By Amarpal S. Chadha

The income-tax department is sending reminders to employees of multinational companies to report undisclosed foreign assets and income by December 31. Voluntarily correcting mistakes and making full disclosures is the safest option as tax authorities can now easily track overseas assets, writes Amarpal S. Chadha

Why foreign assets are under I-T scrutiny

The income tax (I-T) Department is sending urgent reminders to multinational companies (MNC) and their employees as part of its Non-intrusive Usage of Data to Guide and Enable initiative, NUDGE 2.0. Using information received from overseas tax authorities under the Automatic Exchange of Information (AEOI) framework, it has identified cases where foreign income or asset may not have been fully reported or disclosed in Indian income tax returns (ITR).

Accordingly, the Central Board of Direct Taxes (CBDT) is sending text messages and emails to such employees, advising them to review and revise their returns on or before December 31, 2025 to avoid penal consequences. Further, in an effort to reinforce compliance and underscore the seriousness of disclosure requirements, the CBDT has been engaging directly with employers, seeking their support in sensitising employees about the mandatory reporting of foreign assets and overseas income. This follows the success of its first NUDGE campaign in 2024, which led to substantial disclosures of previously unreported overseas assets.

What does the December 31 deadline signify?

*Written instruction 1*
Please print the tax article's text starting at "By Amarpal S." and ending at "tax returns (ITR).".
*Written instruction 2*
List every abbreviation that the tax article gives in parentheses.
*Written instruction 3*
Go on with the article on reporting foreign assets to the income-tax department from the point where it stops.
The data that comes next is separate from the tax article.

*Record extracts*
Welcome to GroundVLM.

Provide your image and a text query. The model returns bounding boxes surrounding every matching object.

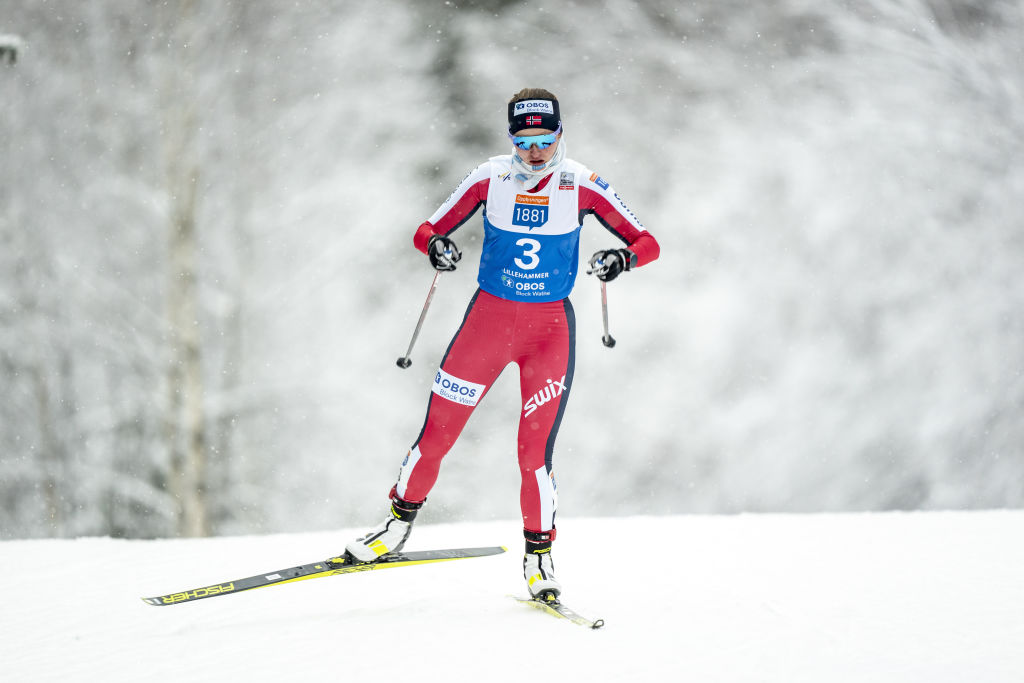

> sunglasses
[509,124,562,150]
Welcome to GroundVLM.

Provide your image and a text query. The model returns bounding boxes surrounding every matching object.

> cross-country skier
[345,88,659,596]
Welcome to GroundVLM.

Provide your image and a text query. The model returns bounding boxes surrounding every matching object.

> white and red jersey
[414,155,659,302]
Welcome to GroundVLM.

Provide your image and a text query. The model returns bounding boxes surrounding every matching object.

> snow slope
[0,511,1024,683]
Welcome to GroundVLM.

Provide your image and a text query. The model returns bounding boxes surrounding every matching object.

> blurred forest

*Task answer 1*
By Amarpal S. Chadha

The income-tax department is sending reminders to employees of multinational companies to report undisclosed foreign assets and income by December 31. Voluntarily correcting mistakes and making full disclosures is the safest option as tax authorities can now easily track overseas assets, writes Amarpal S. Chadha

Why foreign assets are under I-T scrutiny

The income tax (I-T) Department is sending urgent reminders to multinational companies (MNC) and their employees as part of its Non-intrusive Usage of Data to Guide and Enable initiative, NUDGE 2.0. Using information received from overseas tax authorities under the Automatic Exchange of Information (AEOI) framework, it has identified cases where foreign income or asset may not have been fully reported or disclosed in Indian income tax returns (ITR).

*Task answer 2*
I-T
MNC
AEOI
ITR
CBDT

*Task answer 3*
December 31, 2025, marks the final deadline for filing a revised/belated income tax return for the financial year 2024-25 (assessment year 2025-26). This date represents the last opportunity for employees to voluntarily correct omissions or inaccuracies, including the non-disclosure of foreign income or foreign assets, under the NUDGE 2.0 initiative.

Once this deadline lapses, employees lose the option to make voluntary disclosures through a revised return (unless the updated return route is opted which is applicable only in certain situations). Any subsequent detection of undisclosed foreign income or assets may result in penalties and other consequences under the Income-tax Act and the Black Money (Undisclosed Foreign Income and Assets) and Imposition of Tax Act, 2015 (Black Money Act).

Types of foreign assets & overseas earnings to be disclosed in ITR

Under the black money act, those who qualify as resident and ordinarily resident (ROR) have to report a wide range of foreign assets and overseas income in Schedule Foreign Assets (FA) of their ITR, even if these assets do not generate any income.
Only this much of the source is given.